━━━━━ Sayfa alıntısı

Beyne giden damarların tıkanmasına veya daralmasına bağlı olarak yaşanan inmeler genellikle konuşma bozukluğu, ellerde ve ayaklarda uyuşukluk, karıncalanma hissi, hareket kusuru, baygınlık gibi belirtilerle ortaya çıkmaktadır.  Özellikle uyanırken kan basıncı yüksek seyredenler ve izole sistolik hipertansiyonu olanlarda risk daha fazladır. Ayrıca kan basıncı değişkenliği artmış, yani gün içinde tansiyon dalgalanmaları yaşayan hastalarda beyin damar tıkanıklığı hasarı ve gizli inme olayları artış göstermektedir. Bu nedenle hipertansiyon hastalarında kan basıncı yüksekliğinin hastane ve ev ölçümleri ile ambulatuvar kan basıncı takibi (tansiyon holter) yapılarak belirlenmesi gerekir. Sonuçlara göre hastaya ait risk faktörleri de göz önünde bulundurularak tedavi ve takiplerin yapılması önemlidir.

━━━━━━━━━━
━━━━━ Çalışma malzemesi

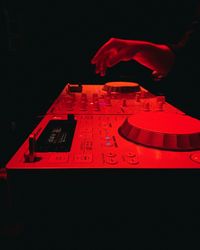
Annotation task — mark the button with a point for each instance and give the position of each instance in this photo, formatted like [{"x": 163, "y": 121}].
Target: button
[
  {"x": 58, "y": 158},
  {"x": 131, "y": 154},
  {"x": 83, "y": 158},
  {"x": 132, "y": 161},
  {"x": 195, "y": 157},
  {"x": 108, "y": 144},
  {"x": 111, "y": 160},
  {"x": 110, "y": 154}
]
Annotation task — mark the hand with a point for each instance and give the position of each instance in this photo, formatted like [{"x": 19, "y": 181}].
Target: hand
[{"x": 157, "y": 57}]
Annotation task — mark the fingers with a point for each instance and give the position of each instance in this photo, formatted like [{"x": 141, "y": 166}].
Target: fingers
[
  {"x": 108, "y": 59},
  {"x": 103, "y": 50}
]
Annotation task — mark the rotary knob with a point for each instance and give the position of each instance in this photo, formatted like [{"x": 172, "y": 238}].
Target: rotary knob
[{"x": 121, "y": 87}]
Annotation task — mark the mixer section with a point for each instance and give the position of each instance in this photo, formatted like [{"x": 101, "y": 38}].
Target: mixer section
[
  {"x": 111, "y": 98},
  {"x": 98, "y": 144}
]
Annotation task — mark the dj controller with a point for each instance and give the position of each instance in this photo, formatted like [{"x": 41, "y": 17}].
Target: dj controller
[
  {"x": 118, "y": 125},
  {"x": 104, "y": 165}
]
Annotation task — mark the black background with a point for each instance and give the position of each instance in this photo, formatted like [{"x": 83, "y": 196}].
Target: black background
[
  {"x": 54, "y": 42},
  {"x": 54, "y": 45}
]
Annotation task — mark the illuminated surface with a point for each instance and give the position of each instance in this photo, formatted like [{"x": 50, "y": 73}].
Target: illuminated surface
[
  {"x": 163, "y": 130},
  {"x": 97, "y": 142},
  {"x": 121, "y": 87}
]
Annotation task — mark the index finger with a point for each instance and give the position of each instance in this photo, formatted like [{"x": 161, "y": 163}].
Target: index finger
[{"x": 101, "y": 51}]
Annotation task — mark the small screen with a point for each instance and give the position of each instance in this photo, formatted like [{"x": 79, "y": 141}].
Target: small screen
[{"x": 57, "y": 136}]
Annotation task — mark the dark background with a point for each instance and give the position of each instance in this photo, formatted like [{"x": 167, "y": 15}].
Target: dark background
[{"x": 44, "y": 45}]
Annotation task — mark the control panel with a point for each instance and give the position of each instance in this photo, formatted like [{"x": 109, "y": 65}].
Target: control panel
[{"x": 116, "y": 125}]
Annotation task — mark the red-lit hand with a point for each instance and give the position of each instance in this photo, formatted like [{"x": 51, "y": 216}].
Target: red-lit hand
[{"x": 157, "y": 57}]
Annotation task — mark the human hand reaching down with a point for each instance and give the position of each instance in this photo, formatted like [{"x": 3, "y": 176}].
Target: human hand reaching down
[{"x": 157, "y": 57}]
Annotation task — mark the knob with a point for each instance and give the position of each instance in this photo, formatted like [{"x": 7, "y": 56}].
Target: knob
[{"x": 31, "y": 155}]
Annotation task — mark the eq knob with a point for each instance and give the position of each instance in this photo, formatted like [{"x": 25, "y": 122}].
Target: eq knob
[{"x": 121, "y": 87}]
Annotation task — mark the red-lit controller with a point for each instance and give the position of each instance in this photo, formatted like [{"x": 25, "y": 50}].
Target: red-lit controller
[{"x": 116, "y": 125}]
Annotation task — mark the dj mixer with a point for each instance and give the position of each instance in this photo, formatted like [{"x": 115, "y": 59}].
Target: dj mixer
[
  {"x": 118, "y": 125},
  {"x": 103, "y": 166}
]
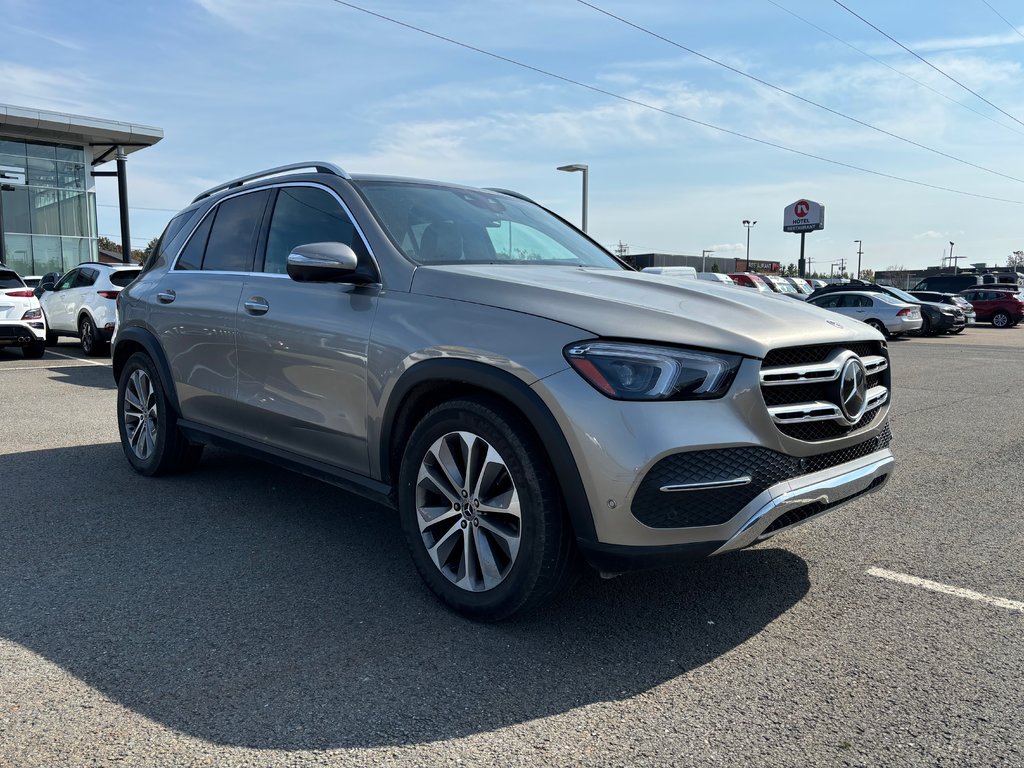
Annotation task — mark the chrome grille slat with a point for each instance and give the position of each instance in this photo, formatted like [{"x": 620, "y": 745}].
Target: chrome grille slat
[
  {"x": 800, "y": 391},
  {"x": 804, "y": 412}
]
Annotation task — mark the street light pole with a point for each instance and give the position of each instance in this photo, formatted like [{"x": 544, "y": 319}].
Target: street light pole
[
  {"x": 750, "y": 225},
  {"x": 704, "y": 256},
  {"x": 585, "y": 169}
]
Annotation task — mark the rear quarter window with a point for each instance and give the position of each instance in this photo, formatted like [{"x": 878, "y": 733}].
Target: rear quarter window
[{"x": 10, "y": 280}]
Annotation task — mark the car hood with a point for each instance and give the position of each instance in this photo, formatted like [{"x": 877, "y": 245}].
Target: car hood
[{"x": 634, "y": 305}]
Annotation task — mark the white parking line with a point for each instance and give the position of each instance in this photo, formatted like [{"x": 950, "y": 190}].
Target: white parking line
[
  {"x": 77, "y": 359},
  {"x": 51, "y": 367},
  {"x": 999, "y": 602}
]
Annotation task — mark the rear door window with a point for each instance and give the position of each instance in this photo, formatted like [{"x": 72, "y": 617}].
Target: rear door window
[{"x": 231, "y": 244}]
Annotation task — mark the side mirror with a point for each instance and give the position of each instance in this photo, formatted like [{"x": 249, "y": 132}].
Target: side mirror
[{"x": 323, "y": 262}]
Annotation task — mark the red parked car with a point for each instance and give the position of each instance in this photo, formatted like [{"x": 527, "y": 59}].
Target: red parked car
[
  {"x": 749, "y": 280},
  {"x": 1001, "y": 308}
]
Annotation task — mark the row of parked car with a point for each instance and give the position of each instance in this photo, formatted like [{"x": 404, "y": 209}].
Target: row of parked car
[
  {"x": 81, "y": 303},
  {"x": 891, "y": 310}
]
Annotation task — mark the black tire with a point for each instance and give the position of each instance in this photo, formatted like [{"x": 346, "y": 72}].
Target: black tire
[
  {"x": 879, "y": 326},
  {"x": 546, "y": 561},
  {"x": 35, "y": 349},
  {"x": 92, "y": 344},
  {"x": 166, "y": 449}
]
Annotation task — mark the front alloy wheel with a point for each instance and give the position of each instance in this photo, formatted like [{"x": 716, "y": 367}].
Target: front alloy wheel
[
  {"x": 481, "y": 510},
  {"x": 150, "y": 435},
  {"x": 140, "y": 414},
  {"x": 468, "y": 511},
  {"x": 1000, "y": 320}
]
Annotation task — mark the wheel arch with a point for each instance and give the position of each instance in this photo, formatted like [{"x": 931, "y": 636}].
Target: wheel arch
[
  {"x": 431, "y": 382},
  {"x": 136, "y": 339}
]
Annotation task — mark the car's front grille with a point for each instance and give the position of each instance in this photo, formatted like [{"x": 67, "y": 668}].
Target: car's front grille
[
  {"x": 726, "y": 480},
  {"x": 814, "y": 392}
]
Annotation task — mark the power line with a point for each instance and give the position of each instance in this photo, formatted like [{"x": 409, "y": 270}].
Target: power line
[
  {"x": 138, "y": 208},
  {"x": 797, "y": 95},
  {"x": 898, "y": 72},
  {"x": 1003, "y": 17},
  {"x": 669, "y": 113},
  {"x": 915, "y": 55}
]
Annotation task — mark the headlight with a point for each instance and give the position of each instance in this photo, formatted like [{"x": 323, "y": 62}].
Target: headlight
[{"x": 638, "y": 372}]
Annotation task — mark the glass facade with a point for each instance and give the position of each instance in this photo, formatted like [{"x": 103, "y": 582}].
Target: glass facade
[{"x": 50, "y": 223}]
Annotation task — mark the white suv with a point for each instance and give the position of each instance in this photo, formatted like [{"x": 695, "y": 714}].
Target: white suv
[
  {"x": 22, "y": 321},
  {"x": 82, "y": 303}
]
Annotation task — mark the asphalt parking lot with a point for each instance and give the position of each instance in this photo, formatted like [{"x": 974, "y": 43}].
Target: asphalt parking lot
[{"x": 246, "y": 615}]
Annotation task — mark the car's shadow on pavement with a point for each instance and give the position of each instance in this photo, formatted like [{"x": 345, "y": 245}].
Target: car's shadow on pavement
[{"x": 247, "y": 605}]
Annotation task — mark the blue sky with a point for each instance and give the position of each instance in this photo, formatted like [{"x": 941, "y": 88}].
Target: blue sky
[{"x": 239, "y": 85}]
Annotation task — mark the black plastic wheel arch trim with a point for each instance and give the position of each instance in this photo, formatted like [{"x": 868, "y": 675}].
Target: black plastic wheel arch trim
[
  {"x": 148, "y": 342},
  {"x": 520, "y": 395}
]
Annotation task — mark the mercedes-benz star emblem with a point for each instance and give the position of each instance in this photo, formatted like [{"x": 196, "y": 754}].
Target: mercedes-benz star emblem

━━━━━━━━━━

Görev listesi>
**1.** Sayfa alıntısına göre hipertansiyon hastalarında kan basıncı yüksekliği hangi ölçüm ve takiplerle belirlenmelidir?
**2.** Sayfa alıntısından "Beyne giden damarların" sözlerinden başlayıp "takiplerin yapılması önemlidir." sözlerine kadar olan kısmı, bu sözler de dahil olmak üzere, hiç değiştirmeden yazın.
**3.** Şu ifadelerin sayfa alıntısıyla uyuşup uyuşmadığını söyleyin. Her biri için evet ya da hayır deyin ve kararı belirleyen sözleri alıntıdan aynen aktarın.
(a) Beyne giden damarlardaki tıkanma ya da daralmaya bağlı inmeler genellikle konuşma bozukluğu gibi belirtilerle ortaya çıkar.
(b) Gün içinde tansiyon dalgalanmaları yaşayan hastalarda gizli inme olayları azalır.
(c) Tedavi ve takipler yapılırken hastanın risk faktörleri de göz önünde bulundurulmalıdır.

Çözülmüş görevler>
**1.** Hastane ve ev ölçümleri ile ambulatuvar kan basıncı takibi (tansiyon holter) yapılarak belirlenmelidir.

**2.**
Beyne giden damarların tıkanmasına veya daralmasına bağlı olarak yaşanan inmeler genellikle konuşma bozukluğu, ellerde ve ayaklarda uyuşukluk, karıncalanma hissi, hareket kusuru, baygınlık gibi belirtilerle ortaya çıkmaktadır.  Özellikle uyanırken kan basıncı yüksek seyredenler ve izole sistolik hipertansiyonu olanlarda risk daha fazladır. Ayrıca kan basıncı değişkenliği artmış, yani gün içinde tansiyon dalgalanmaları yaşayan hastalarda beyin damar tıkanıklığı hasarı ve gizli inme olayları artış göstermektedir. Bu nedenle hipertansiyon hastalarında kan basıncı yüksekliğinin hastane ve ev ölçümleri ile ambulatuvar kan basıncı takibi (tansiyon holter) yapılarak belirlenmesi gerekir. Sonuçlara göre hastaya ait risk faktörleri de göz önünde bulundurularak tedavi ve takiplerin yapılması önemlidir.

**3.**
(a) Evet: "genellikle konuşma bozukluğu, ellerde ve ayaklarda uyuşukluk, karıncalanma hissi, hareket kusuru, baygınlık gibi belirtilerle ortaya çıkmaktadır"
(b) Hayır: "beyin damar tıkanıklığı hasarı ve gizli inme olayları artış göstermektedir"
(c) Evet: "hastaya ait risk faktörleri de göz önünde bulundurularak tedavi ve takiplerin yapılması önemlidir"